Extracted data entries
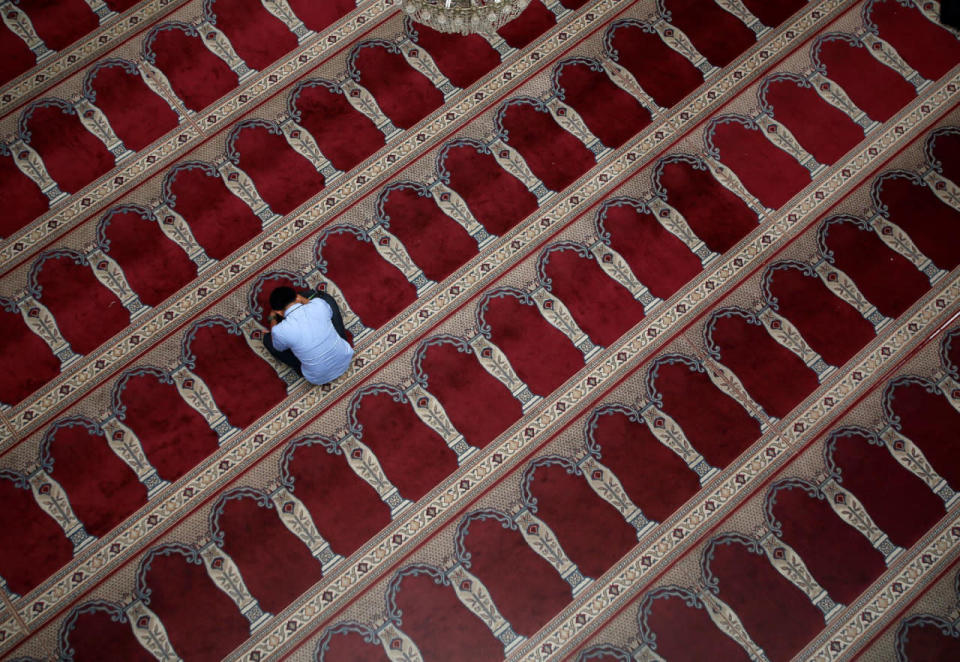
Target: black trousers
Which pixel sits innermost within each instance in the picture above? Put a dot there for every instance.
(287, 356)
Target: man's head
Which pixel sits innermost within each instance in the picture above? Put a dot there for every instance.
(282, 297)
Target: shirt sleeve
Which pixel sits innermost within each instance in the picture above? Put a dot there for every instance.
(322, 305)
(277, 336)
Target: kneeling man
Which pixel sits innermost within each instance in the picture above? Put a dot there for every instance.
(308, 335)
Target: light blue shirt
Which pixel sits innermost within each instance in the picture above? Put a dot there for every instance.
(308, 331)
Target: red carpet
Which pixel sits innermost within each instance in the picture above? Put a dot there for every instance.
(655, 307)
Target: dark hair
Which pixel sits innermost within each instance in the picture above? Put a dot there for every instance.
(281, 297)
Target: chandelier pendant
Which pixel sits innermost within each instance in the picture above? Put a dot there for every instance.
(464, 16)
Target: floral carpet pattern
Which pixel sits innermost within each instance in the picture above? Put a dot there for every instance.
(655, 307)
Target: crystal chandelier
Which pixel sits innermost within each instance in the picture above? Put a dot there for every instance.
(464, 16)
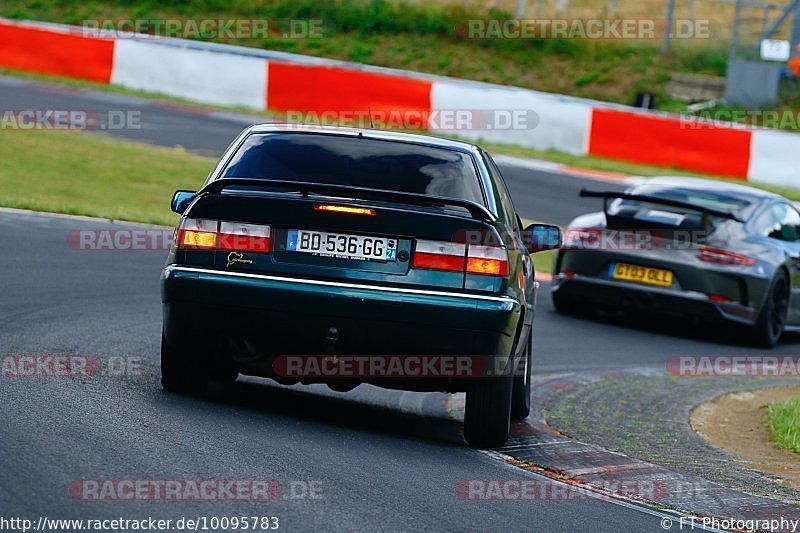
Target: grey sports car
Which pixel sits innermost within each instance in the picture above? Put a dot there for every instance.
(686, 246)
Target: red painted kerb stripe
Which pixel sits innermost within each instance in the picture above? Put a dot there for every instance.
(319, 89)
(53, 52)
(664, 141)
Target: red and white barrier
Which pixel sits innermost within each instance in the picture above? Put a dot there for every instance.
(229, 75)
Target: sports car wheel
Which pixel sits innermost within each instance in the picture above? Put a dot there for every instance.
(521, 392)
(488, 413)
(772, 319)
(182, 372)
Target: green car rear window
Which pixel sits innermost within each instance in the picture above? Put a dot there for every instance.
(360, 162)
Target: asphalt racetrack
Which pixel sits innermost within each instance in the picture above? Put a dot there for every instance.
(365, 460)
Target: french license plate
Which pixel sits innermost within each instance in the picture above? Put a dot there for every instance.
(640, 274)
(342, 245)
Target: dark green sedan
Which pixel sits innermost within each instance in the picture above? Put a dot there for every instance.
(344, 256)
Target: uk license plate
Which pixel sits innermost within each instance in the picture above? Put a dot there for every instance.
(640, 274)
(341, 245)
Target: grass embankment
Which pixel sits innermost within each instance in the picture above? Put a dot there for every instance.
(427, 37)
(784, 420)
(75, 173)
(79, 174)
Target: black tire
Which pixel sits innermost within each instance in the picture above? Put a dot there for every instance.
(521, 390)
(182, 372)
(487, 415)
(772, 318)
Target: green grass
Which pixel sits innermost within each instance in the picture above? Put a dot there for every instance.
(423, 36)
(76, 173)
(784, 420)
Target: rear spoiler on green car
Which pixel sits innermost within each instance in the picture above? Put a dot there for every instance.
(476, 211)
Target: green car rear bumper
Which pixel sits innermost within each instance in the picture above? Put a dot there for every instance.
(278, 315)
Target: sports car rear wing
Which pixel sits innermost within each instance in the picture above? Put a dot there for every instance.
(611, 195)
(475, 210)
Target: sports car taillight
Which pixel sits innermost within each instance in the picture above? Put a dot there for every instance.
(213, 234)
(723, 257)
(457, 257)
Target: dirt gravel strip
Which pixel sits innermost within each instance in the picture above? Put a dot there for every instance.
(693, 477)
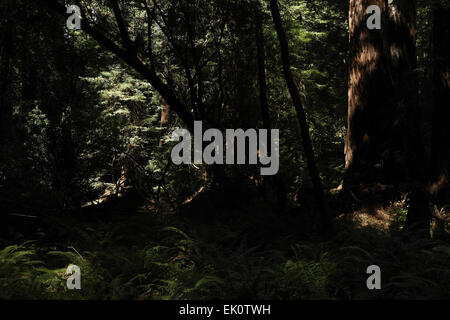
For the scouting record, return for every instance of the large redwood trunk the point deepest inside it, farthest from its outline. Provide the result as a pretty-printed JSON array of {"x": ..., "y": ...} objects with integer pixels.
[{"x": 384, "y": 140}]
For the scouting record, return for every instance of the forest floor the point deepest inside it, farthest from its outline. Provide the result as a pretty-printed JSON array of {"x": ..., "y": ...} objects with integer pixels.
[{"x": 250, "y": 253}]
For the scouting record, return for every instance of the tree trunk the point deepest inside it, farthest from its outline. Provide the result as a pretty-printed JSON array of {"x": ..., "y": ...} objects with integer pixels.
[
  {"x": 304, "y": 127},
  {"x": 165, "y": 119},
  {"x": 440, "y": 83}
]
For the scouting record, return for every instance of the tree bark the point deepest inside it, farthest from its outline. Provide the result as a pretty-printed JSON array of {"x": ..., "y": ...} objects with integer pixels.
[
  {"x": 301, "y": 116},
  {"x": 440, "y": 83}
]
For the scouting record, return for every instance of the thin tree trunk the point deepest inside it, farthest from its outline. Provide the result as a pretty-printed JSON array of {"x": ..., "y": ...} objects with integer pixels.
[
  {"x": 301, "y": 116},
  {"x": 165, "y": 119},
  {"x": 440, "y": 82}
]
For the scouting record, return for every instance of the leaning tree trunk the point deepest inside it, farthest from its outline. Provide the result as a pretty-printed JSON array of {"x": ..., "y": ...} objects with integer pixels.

Your instructions: Repeat the material above word for word and skip every image in it.

Answer:
Target: black trousers
Which pixel sits innermost within each instance in the picture above? Put a dot there for every instance.
(287, 356)
Target: man's head
Which pixel sits innermost within each instance in the picture above? Put a dot there for every instance.
(282, 297)
Target: shirt sleeve
Which pixel sits innermost within each instance in the picture above? Put a dot there for every instance.
(322, 305)
(277, 336)
Target: kneeling man
Which pixel sits innermost within each instance in the picture above? Put a dot there for every instance.
(308, 335)
Target: light blue shirt
Which pixel sits innermost within each instance in the picture above? Put a dot there for every instance.
(308, 331)
Target: red carpet
Which pixel sits innermost within each instance in the picture above? Put a dot there for every instance.
(655, 307)
Target: dark hair
Which pixel sits innermost within each instance in the picture above? Put a dot there for every instance.
(281, 297)
Target: chandelier pendant
Which pixel sits innermost within each instance in the picture above? Put a dot there for every instance.
(464, 16)
Target: floral carpet pattern
Which pixel sits innermost within each instance in the picture above? Put a dot there for every instance.
(655, 307)
Target: crystal chandelier
Which pixel sits innermost within each instance in the picture above? Put a dot there for every instance.
(464, 16)
Target: grey sports car
Which pixel sits innermost within each instance in the picture above? Put a dot there for every instance.
(686, 246)
Target: red painted kerb stripe
Which pixel sits innermost within each instance in the picture above? Put a dot there for every instance.
(319, 89)
(53, 52)
(664, 141)
Target: red and white barrier
Which pixel sits innermost within each instance in the picture above? Put a dot there for every instance.
(229, 75)
Target: sports car wheel
Which pixel sits innermost within each instance in the picture above? Put a dot there for every instance.
(521, 392)
(488, 413)
(772, 319)
(182, 372)
Target: green car rear window
Which pixel sits innermost within each instance in the picture above? Put a dot there for every instance.
(360, 162)
Target: asphalt racetrack
Which pixel sits innermost within each instance in the picture above? Put a dot there for every instance.
(365, 460)
Target: french license plate
Which pixel sits innermost within each instance in the picture above? Put a dot there for every instance.
(640, 274)
(342, 245)
Target: dark green sedan
Which pixel sits innermost within each instance in the picture above? Put a dot there for every instance.
(344, 256)
Target: uk license plate
Which pixel sits innermost within each instance in the picture above? Put a dot there for every instance.
(640, 274)
(341, 245)
Target: grass embankment
Which pixel sits innermost within each instance in the picture above? Put a dot there for every instance.
(427, 37)
(784, 420)
(75, 173)
(79, 174)
Target: black tire
Which pixel sits innermost within each instance in the picture above? Put a dot there for every instance.
(521, 390)
(182, 372)
(487, 415)
(772, 318)
Target: green grass
Which pixel sits innermost within each instance in the picture above? Put a dot there for every instance.
(423, 36)
(76, 173)
(784, 420)
Target: rear spoiler on green car
Which pixel sits innermost within each instance in the picture above? Put a dot there for every instance.
(476, 211)
Target: green car rear bumper
Which pixel sits innermost within each instance in the picture above? Put a dot there for every instance.
(278, 315)
Target: sports car rear wing
Which pixel sits innermost within each instance in the picture above? Put a dot there for every instance.
(611, 195)
(475, 210)
Target: sports car taillight
Which pixel sits innermost within each instance in the picture above? Put a dot there for every instance.
(213, 234)
(723, 257)
(457, 257)
Target: dirt gravel strip
Which pixel sits innermost within each instance in the picture above? Put a dot there for every instance.
(693, 477)
For the scouting record, return for every instance of the large redwood trunk the point deepest inside it, farthest from its outline. Provide the result as a pretty-printed JSON array of {"x": ..., "y": ...} objects with integer pixels.
[{"x": 384, "y": 140}]
For the scouting record, return for every instance of the forest floor the point deepest inside it, farthest from its outline. Provide the result as a pretty-printed JSON array of {"x": ..., "y": ...} objects with integer pixels.
[{"x": 250, "y": 253}]
For the scouting record, return for every instance of the tree trunk the point deepest inside it, farthest from its outline. Provide the result as a pretty-printed JSON array of {"x": ..., "y": ...} objects with integer pixels.
[
  {"x": 304, "y": 127},
  {"x": 165, "y": 119},
  {"x": 440, "y": 83}
]
For the scouting record, return for every instance of the tree bark the point deepest inside it, farthest from its outline. Provide the result as a pretty-printed JSON array of {"x": ..., "y": ...} objects with integer pixels.
[
  {"x": 301, "y": 116},
  {"x": 440, "y": 83}
]
For the scouting record, return for every instance of the thin tree trunk the point deepest inside it, farthest from its outline. Provide the result as a pretty-printed JSON array of {"x": ..., "y": ...} objects with integer pixels.
[
  {"x": 301, "y": 116},
  {"x": 165, "y": 119},
  {"x": 440, "y": 82}
]
For the scouting record, return for every instance of the leaning tree trunk the point deepest inside it, farthest from its outline. Provide the result as a pretty-printed JSON array of {"x": ..., "y": ...} objects with integer pixels.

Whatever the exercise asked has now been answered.